MATERIAL FOR THE TASK |
- - - - - - -

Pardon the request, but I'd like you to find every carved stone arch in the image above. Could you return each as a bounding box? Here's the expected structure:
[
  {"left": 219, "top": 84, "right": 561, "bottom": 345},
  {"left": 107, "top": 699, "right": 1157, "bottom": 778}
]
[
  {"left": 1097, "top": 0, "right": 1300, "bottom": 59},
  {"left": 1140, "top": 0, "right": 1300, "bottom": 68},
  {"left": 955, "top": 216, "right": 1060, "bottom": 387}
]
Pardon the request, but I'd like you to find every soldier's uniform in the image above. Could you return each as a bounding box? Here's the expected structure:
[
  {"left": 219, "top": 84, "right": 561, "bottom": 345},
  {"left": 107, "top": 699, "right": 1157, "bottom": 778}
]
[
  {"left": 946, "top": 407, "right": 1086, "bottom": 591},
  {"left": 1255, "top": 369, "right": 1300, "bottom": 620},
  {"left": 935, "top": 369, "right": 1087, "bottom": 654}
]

- - - - - - -

WHAT YOU WILL DO | Line by line, copy the records exactly.

EXERCISE RESULT |
Pardon the request, but I'd like you to find every carved stone arch in the image above. Could you return each as a bounding box? Here's the expected structure:
[
  {"left": 219, "top": 84, "right": 561, "bottom": 345},
  {"left": 107, "top": 699, "right": 1157, "bottom": 778}
]
[
  {"left": 1097, "top": 0, "right": 1300, "bottom": 59},
  {"left": 1140, "top": 0, "right": 1300, "bottom": 68},
  {"left": 955, "top": 216, "right": 1060, "bottom": 387}
]
Pardon the request, but I'd like you to find every soldier's uniform in the image above. Could you return each as a bounding box? Here's the expected structure:
[
  {"left": 219, "top": 84, "right": 561, "bottom": 345},
  {"left": 107, "top": 699, "right": 1157, "bottom": 778}
]
[
  {"left": 946, "top": 407, "right": 1086, "bottom": 591},
  {"left": 1255, "top": 369, "right": 1300, "bottom": 620},
  {"left": 935, "top": 369, "right": 1087, "bottom": 654}
]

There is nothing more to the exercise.